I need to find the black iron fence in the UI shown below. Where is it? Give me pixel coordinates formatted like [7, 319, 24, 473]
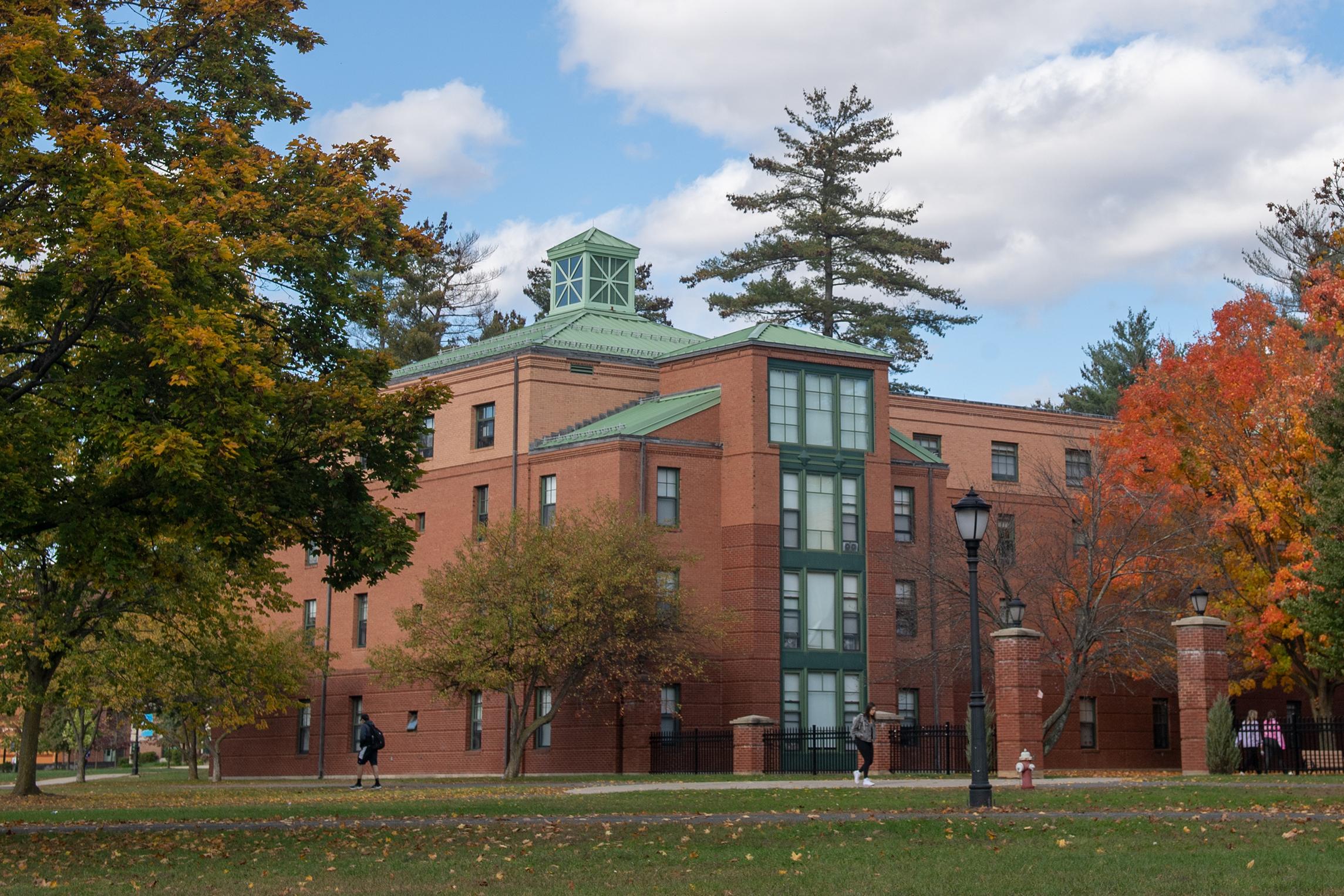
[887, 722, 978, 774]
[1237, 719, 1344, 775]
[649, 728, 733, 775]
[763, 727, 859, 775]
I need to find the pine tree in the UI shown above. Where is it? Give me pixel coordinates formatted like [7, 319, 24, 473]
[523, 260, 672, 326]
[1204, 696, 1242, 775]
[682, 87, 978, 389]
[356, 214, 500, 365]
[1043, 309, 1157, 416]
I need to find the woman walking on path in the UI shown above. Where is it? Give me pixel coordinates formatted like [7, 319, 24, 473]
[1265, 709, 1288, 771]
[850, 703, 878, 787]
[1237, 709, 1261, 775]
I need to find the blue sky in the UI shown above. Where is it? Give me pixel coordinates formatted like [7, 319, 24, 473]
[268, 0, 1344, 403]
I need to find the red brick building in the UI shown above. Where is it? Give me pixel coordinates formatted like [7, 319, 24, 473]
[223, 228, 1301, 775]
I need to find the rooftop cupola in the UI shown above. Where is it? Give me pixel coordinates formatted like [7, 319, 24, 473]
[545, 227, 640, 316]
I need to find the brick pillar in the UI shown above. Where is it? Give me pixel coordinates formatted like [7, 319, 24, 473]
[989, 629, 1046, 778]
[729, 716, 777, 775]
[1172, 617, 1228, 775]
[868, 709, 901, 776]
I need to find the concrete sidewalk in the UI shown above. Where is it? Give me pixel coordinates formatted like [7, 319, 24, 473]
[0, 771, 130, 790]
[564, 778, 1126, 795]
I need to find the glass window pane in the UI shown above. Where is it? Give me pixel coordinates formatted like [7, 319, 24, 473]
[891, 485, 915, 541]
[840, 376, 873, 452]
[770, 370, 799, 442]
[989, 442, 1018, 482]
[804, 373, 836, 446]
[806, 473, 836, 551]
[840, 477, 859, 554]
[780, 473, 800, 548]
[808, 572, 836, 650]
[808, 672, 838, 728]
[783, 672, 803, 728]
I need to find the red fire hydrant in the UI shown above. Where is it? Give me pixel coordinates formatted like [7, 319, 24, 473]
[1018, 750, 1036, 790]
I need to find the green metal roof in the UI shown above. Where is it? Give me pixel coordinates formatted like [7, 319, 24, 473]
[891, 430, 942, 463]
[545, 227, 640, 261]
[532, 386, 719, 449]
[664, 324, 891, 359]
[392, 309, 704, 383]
########################################
## TASK DETAILS
Rewrite all of the entries above, replacing "I need to find" with "Please locate" wherever it occurs and keeping everything else the same. Leave the pictures out.

## SOLUTION FOR THIS EXERCISE
Please locate the black iron fence in the UI shown below. Where is it? Give me pixel coordinates formatted like [7, 319, 24, 473]
[887, 722, 978, 774]
[1237, 719, 1344, 775]
[649, 728, 733, 775]
[763, 727, 859, 775]
Please locate the pine tree in the UI shown above. Where is it? Give me pixel coordinates formatted like [7, 319, 24, 473]
[523, 260, 672, 326]
[1204, 696, 1242, 775]
[682, 87, 978, 389]
[356, 214, 500, 365]
[1043, 309, 1157, 416]
Please locate the woman walking on path in the UI shown above. Where is it? Give me pixel coordinates formatted like [7, 319, 24, 473]
[1265, 709, 1288, 771]
[850, 703, 878, 787]
[1237, 709, 1261, 775]
Please locate the blue sky in the UI shown above. Where is it? Give me pixel coordinates formatted like [7, 319, 24, 473]
[268, 0, 1344, 403]
Please locate the red brick building in the UI shown above. Where is it? Give me pixel coordinates formatted like [7, 319, 24, 473]
[223, 228, 1301, 775]
Please locate the rooftop cupola in the UI shown above. Where is it? Give me pixel coordinates formatted like [7, 319, 24, 473]
[545, 227, 640, 316]
Please locate the brick pillar in the UI shown above. Where is it? Give me pixel coordinates formatted like [7, 319, 24, 473]
[989, 629, 1046, 778]
[729, 716, 777, 775]
[1172, 617, 1228, 775]
[868, 709, 901, 776]
Please locate the concrete sidewalk in the UI shown above. Where is it? Give me pixel coordinates formatted like [7, 319, 24, 473]
[0, 771, 130, 790]
[564, 778, 1126, 795]
Please locate the glass window pane in the UI shown above. Where is it? Give me pixel coordinates formatted like [7, 319, 24, 473]
[891, 485, 915, 541]
[840, 376, 873, 452]
[770, 370, 799, 442]
[989, 442, 1018, 482]
[804, 373, 836, 446]
[806, 473, 836, 551]
[840, 477, 859, 554]
[780, 473, 800, 548]
[808, 572, 836, 650]
[808, 672, 838, 728]
[783, 672, 803, 728]
Please locate the red fire hydrant in the UI shown above. Where is it? Give me pixel coordinates formatted like [7, 319, 24, 473]
[1018, 750, 1036, 790]
Please locate the green metal roof in the UI shown above. Where is it? Give me pixel coordinates formatted like [7, 319, 24, 473]
[891, 430, 942, 463]
[545, 227, 640, 261]
[532, 386, 719, 449]
[664, 324, 891, 359]
[392, 309, 704, 383]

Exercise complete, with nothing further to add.